• **Textauszug**:

Pflegekind

Gast oder Familienmitglied?

"Gehöre ich mit zur Familie?" Auch Silvana hat sich diese Frage früher immer wieder gestellt. Forscher der Uni Siegen wollen in einer Langzeitstudie mehr über das Leben von Pflegekindern erfahren.

Von Elke Silberer Veröffentlicht:
Eine glückliche Familie: Das gilt oft auch für Pflegeeltern und -kinder.

Eine glückliche Familie: Das gilt oft auch für Pflegeeltern und -kinder.

© katie_martynova / stock.adobe.com

AACHEN. Ihre eigene Tochter ist sechs Jahre alt. So alt wie sie selbst damals. "Man vergleicht oft", sagt die 32-jährige Silvana (Name geändert) aus Nordrhein-Westfalen. Wie viel anders war doch ihre eigene Kindheit: Mit knapp sechs Jahren kommt sie in eine Pflegefamilie.

Die ältere Schwester marschiert irgendwann zum Jugendamt und sagt, dass es so nicht mehr weitergehen könne: Die "Mama" trinkt, der "Papa" prügelt – die fünf Kinder betteln bei Mitschülern ums Schulbrot, sie sind ganz auf sich allein gestellt.

• **Aufgabe 1**: Gib den Textauszug zwischen "AACHEN. Ihre eigene" und "in eine Pflegefamilie.", beide eingeschlossen, wieder und tausche dabei "Nordrhein-Westfalen" gegen "Niedersachsen" aus.
• **Aufgabe 2**:
Beantworte anhand des Textauszugs:
(a) An welcher Universität wird die Langzeitstudie durchgeführt?
(b) Wie alt ist Silvana heute?
(c) Wie viele Kinder gab es in Silvanas Herkunftsfamilie?

• **Material**:
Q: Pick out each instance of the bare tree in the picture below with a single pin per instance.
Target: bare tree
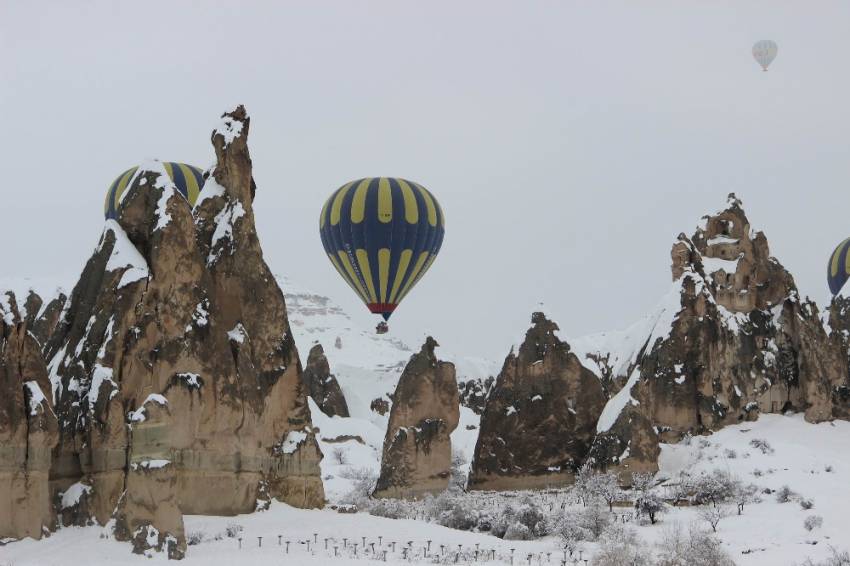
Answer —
(712, 515)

• **Lösung 1**:
AACHEN. Ihre eigene Tochter ist sechs Jahre alt. So alt wie sie selbst damals. "Man vergleicht oft", sagt die 32-jährige Silvana (Name geändert) aus Niedersachsen. Wie viel anders war doch ihre eigene Kindheit: Mit knapp sechs Jahren kommt sie in eine Pflegefamilie.

• **Lösung 2**:
(a) An der Uni Siegen.
(b) 32 Jahre.
(c) Fünf.